◆ **작업 목표**: 기록의 첫 줄부터 "[324,375,523,501]"가 있는 줄까지 양 끝 줄을 포함해 한 줄을 문자열 하나로 하는 JSON 목록으로 출력하시오. 빈 줄은 넣지 않는다.

◆ **제공 데이터**:

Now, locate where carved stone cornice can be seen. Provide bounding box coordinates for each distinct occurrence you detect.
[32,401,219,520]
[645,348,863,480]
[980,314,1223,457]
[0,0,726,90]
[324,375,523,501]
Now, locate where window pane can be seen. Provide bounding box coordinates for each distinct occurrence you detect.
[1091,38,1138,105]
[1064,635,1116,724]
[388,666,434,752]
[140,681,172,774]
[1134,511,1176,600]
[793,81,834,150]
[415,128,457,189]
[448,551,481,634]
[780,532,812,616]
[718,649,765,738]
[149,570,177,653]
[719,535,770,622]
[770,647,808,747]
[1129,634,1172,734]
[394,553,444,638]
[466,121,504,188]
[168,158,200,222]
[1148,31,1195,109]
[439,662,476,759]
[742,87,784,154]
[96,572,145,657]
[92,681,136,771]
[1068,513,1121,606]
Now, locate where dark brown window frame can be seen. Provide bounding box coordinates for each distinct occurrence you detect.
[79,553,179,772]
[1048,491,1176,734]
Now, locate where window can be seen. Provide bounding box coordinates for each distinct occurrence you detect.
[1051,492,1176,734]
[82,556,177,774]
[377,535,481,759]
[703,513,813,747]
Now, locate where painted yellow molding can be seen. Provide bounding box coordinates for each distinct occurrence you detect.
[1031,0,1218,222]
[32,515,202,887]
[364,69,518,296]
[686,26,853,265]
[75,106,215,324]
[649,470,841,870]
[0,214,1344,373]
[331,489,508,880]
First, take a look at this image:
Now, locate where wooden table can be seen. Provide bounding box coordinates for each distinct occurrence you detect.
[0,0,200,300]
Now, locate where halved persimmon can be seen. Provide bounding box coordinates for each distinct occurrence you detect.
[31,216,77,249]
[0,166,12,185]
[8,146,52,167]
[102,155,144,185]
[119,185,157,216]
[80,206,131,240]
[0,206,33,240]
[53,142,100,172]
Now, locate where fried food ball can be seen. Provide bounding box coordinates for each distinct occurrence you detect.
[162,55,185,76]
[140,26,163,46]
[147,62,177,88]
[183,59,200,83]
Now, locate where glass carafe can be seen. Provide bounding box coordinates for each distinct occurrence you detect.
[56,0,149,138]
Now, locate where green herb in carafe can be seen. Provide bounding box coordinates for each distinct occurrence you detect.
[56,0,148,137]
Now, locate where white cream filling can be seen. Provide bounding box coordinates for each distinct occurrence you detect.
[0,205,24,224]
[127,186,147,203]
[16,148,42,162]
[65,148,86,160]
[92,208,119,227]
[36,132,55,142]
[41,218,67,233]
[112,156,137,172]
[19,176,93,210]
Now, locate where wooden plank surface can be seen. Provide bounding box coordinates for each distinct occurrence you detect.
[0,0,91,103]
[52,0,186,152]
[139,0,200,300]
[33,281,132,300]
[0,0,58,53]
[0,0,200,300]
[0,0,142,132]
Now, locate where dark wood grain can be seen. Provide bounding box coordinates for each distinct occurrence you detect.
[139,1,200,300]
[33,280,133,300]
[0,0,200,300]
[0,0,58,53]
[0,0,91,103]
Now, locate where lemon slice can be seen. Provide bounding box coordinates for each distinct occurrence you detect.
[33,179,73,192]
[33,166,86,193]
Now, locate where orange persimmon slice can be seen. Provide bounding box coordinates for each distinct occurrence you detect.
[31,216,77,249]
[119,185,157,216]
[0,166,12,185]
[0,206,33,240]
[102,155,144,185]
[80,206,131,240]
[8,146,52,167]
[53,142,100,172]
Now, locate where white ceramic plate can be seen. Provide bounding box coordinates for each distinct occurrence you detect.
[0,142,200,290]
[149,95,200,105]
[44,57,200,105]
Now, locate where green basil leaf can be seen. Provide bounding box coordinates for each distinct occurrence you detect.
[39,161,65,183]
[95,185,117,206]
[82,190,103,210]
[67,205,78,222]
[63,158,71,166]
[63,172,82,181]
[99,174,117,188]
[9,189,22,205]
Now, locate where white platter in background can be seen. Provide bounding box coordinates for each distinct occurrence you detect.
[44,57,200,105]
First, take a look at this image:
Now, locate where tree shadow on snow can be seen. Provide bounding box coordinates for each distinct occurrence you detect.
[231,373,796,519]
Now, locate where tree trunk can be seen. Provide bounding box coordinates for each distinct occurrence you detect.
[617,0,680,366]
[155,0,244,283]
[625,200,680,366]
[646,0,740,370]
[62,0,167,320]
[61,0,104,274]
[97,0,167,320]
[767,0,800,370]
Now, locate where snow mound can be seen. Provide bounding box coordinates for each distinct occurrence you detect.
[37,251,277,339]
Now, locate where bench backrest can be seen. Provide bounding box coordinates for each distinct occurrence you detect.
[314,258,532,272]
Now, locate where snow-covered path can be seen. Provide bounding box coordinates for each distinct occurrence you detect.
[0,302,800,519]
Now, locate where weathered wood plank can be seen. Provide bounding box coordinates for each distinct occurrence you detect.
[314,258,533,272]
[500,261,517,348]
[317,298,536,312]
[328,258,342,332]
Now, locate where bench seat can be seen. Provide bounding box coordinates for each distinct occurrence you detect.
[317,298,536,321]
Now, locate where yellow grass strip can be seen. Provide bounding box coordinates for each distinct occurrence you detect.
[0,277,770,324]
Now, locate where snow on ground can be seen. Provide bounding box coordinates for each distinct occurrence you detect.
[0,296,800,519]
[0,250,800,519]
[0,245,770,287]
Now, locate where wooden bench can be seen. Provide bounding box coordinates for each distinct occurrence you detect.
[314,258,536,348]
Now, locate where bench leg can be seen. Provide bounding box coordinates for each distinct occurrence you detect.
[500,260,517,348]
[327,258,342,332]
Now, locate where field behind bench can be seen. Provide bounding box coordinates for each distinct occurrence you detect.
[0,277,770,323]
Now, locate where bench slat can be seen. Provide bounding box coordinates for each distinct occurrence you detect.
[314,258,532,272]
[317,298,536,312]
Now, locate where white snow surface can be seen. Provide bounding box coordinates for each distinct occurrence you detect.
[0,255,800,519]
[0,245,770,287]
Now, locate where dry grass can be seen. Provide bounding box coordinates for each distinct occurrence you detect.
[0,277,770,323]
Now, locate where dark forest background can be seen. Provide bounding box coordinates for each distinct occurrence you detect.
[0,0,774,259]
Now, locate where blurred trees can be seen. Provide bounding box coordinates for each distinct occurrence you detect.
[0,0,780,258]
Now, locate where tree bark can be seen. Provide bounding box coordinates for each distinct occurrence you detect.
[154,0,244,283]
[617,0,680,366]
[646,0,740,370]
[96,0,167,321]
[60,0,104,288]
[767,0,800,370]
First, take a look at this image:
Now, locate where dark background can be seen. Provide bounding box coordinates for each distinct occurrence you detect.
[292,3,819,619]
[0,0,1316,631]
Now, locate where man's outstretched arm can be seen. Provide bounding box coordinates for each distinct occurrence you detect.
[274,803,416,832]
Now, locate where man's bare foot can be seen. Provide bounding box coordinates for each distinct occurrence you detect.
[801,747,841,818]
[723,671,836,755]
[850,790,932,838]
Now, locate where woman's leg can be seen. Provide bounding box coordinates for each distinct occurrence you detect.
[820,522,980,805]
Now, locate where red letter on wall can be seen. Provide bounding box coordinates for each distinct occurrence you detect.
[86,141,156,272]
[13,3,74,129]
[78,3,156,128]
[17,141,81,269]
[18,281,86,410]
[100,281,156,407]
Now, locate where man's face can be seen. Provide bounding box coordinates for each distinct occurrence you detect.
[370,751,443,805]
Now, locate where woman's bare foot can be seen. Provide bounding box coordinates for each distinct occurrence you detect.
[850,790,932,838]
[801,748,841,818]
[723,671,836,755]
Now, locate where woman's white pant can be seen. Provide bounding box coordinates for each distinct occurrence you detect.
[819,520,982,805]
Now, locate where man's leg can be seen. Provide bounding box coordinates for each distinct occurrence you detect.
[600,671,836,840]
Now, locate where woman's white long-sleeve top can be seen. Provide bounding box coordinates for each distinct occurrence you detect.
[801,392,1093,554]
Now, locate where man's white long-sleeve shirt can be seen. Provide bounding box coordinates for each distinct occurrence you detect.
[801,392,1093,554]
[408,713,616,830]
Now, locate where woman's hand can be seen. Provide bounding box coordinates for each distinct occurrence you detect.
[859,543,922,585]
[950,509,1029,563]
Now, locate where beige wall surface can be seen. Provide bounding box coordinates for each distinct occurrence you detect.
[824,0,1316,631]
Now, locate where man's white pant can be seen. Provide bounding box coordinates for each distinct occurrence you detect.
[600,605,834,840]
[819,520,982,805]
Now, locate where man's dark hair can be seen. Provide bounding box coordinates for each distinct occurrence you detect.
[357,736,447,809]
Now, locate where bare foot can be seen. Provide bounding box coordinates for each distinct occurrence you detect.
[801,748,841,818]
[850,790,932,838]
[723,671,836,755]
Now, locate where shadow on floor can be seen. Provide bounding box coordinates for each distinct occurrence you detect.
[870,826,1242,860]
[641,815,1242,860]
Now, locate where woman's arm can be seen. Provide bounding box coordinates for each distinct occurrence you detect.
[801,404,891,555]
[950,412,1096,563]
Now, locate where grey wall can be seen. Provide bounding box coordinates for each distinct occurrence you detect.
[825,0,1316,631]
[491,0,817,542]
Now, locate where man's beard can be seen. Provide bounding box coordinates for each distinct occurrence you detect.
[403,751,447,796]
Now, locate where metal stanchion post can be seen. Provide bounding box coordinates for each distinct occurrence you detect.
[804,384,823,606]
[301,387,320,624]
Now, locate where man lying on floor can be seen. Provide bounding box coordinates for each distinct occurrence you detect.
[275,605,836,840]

◆ **작업 결과**:
[
  "Now, locate where carved stone cornice can be seen. Provide bounding box coordinates for each distinct occurrence you detect.",
  "[32,401,219,520]",
  "[645,348,863,480]",
  "[980,314,1223,457]",
  "[0,0,726,90]",
  "[324,375,523,501]"
]